Source extract:
○ ○ ○ ○ ○
Non-technical end-users are silent and invisible users of the state-of-the-art explainable artificial intelligence (XAI) technologies. Their demands and requirements for AI explainability are not incorporated into the design and evaluation of XAI techniques, which are developed to explain the rationales of AI decisions to end-users and assist their critical decisions. This makes XAI techniques ineffective or even harmful in high-stakes applications, such as healthcare, criminal justice, finance, and autonomous driving systems. To systematically understand end-users' requirements to support the technical development of XAI, we conducted the EUCA user study with 32 layperson participants in four AI-assisted critical tasks. The study identified comprehensive user requirements for feature-, example-, and rule-based XAI techniques (manifested by the end-user-friendly explanation forms) and XAI evaluation objectives (manifested by the explanation goals), which were shown to be helpful to directly inspire the proposal of new XAI algorithms and evaluation metrics. The EUCA study findings, the identified explanation forms and goals for technical specification, and the EUCA study dataset support the design and evaluation of end-user-centered XAI techniques for accessible, safe, and accountable AI.
○ ○ ○ ○ ○
Source material:

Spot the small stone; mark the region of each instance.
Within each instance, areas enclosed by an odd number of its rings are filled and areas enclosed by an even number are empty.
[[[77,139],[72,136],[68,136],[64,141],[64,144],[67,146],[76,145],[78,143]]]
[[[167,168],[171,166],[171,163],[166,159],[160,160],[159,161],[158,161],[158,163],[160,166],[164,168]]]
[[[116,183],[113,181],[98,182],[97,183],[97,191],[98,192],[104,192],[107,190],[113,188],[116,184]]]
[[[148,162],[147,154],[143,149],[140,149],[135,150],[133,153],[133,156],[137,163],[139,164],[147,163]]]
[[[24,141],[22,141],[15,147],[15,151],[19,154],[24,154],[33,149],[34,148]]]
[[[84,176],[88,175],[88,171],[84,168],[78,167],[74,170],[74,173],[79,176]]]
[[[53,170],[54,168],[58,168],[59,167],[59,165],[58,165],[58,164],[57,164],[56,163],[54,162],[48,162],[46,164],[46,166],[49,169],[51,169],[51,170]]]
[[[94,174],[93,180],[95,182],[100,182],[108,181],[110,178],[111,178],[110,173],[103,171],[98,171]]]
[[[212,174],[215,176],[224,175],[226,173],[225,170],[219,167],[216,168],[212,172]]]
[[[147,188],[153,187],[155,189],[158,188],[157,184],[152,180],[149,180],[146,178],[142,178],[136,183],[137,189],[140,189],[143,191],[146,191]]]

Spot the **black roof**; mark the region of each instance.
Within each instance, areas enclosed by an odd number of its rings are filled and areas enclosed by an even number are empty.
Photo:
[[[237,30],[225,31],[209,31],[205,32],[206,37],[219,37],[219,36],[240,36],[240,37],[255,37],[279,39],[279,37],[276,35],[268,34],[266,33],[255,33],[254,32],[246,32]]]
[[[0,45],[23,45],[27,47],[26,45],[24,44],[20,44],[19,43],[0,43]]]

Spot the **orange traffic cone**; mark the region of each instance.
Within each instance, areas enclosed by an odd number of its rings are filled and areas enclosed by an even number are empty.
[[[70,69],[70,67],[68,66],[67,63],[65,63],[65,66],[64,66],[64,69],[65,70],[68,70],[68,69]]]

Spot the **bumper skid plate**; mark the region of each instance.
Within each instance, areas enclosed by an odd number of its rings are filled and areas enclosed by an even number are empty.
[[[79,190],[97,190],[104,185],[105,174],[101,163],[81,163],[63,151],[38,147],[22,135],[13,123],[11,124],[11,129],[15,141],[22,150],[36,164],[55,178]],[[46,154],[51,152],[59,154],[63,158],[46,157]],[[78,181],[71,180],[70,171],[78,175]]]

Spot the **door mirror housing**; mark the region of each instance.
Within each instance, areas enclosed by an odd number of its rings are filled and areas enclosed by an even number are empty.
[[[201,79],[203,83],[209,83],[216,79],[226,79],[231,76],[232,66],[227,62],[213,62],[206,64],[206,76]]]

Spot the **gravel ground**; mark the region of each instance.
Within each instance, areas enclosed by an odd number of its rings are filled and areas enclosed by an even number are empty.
○ ○ ○ ○ ○
Directions:
[1] Decide whether each statement agrees with the text on end-user explainable AI, answering yes or no and quoting the words of the text that decide it: (a) The EUCA study involved 32 layperson participants. (b) The demands of non-technical end-users are built into the design and evaluation of XAI techniques. (c) The user requirements the study identified include ones for rule-based XAI techniques.
[2] According to the text on end-user explainable AI, what manifests the XAI evaluation objectives identified by the study?

Outputs in order:
[1]
(a) Yes: "we conducted the EUCA user study with 32 layperson participants in four AI-assisted critical tasks"
(b) No: "Their demands and requirements for AI explainability are not incorporated into the design and evaluation of XAI techniques"
(c) Yes: "The study identified comprehensive user requirements for feature-, example-, and rule-based XAI techniques"

[2] The explanation goals.